EXERCISE DETAILS: Render the material below as a JSON list of strings, one string per line with blank lines omitted. Begin at the line that contains "of the man's" and continue through the end of the material.
-- -- --
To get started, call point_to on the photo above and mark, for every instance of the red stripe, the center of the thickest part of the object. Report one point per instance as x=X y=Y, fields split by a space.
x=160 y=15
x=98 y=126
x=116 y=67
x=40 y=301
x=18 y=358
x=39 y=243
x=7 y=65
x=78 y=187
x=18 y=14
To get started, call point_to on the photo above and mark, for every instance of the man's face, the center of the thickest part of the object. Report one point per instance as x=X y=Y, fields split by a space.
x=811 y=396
-- -- --
WRITTEN RESPONSE:
[
  "To get started, call point_to on the photo above and mark, for every instance of the man's face, the center of the thickest part of the object. Report one point per instance as x=X y=Y, fields split by a space.",
  "x=811 y=396"
]